REQUIREMENTS: In the forum thread about Weaver's TaylorMade Queens, where does Grant say the bees come from?

TEXT EXCERPT:
__________
# Weaver's TaylorMade Queens



## magnet-man (Jul 10, 2004)

I sell an awful lot of beesuits to south Texas beekeepers. They want sting protection first then ventilation. Are you sure you want a queen from south Texas? Just my two cents.


----------



## Grant (Jun 12, 2004)

magnet-man said:


> Are you sure you want a queen from south Texas? Just my two cents.


These are Austrailian bees. They're not from south Texas. I was just curious how they fared coming from a country that has no varroa pressure to a country overloaded with varroa and a host of other complications.

Grant
Jackson, MO


----------



## comb (Jan 12, 2006)

*Weaver Queens*

I Ordered 1 Buckfast Queen 4 Yrs Ago . Service Was Great Was One Hot Hot Colony Just My 2 Cents


----------



## pahvantpiper (Apr 25, 2006)

Ordered 200 Taylormaid queens the spring of '07. Had HUGE problems with chaulkbrood on nucs headed by these queens. BWeaver queens themselves are quite good. 

Has anyone tried the Autralian queens from Brown & Shamrock?


----------



## magnet-man (Jul 10, 2004)

You might ask this question in the commercial beekeeping forum. A number of them use Australian bees.


----------
__________
EXCERPTED DATA:
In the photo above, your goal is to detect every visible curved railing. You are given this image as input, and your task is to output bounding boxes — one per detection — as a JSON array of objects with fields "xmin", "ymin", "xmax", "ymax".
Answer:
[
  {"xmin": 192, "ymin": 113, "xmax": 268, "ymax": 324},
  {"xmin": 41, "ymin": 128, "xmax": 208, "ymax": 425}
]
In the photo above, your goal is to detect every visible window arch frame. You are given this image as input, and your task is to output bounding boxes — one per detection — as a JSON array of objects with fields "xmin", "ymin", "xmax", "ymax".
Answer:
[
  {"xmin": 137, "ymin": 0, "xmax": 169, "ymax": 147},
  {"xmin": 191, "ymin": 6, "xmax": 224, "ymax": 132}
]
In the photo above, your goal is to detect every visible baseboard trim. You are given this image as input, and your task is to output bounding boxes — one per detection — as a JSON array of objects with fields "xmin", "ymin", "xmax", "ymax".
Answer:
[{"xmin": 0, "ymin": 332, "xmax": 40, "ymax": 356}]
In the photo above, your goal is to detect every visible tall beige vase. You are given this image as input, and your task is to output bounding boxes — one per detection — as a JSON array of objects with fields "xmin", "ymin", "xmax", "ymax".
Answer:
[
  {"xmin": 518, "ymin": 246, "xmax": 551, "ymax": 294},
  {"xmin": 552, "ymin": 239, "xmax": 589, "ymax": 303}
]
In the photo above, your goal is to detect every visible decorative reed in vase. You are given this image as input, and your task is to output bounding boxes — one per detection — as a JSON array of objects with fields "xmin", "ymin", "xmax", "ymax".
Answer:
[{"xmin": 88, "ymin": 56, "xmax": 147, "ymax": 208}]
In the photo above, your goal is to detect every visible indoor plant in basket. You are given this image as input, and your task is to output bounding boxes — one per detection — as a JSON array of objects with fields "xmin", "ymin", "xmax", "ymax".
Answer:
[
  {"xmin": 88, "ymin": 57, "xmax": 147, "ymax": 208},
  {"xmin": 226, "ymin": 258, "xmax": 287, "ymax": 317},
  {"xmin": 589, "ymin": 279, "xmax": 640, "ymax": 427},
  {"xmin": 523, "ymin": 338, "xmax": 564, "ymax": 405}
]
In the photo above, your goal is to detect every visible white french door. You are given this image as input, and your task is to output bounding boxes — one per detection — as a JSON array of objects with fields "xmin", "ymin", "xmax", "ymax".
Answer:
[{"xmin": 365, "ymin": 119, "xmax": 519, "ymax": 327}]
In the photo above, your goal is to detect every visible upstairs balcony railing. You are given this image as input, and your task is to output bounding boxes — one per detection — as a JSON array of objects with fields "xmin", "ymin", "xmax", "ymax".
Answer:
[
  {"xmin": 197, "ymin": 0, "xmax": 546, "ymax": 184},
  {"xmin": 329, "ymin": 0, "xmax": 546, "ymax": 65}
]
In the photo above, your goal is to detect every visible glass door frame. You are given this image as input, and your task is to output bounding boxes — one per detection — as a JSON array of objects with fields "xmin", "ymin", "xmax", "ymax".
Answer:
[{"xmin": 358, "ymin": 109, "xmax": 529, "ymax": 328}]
__________
REPLY: Australia.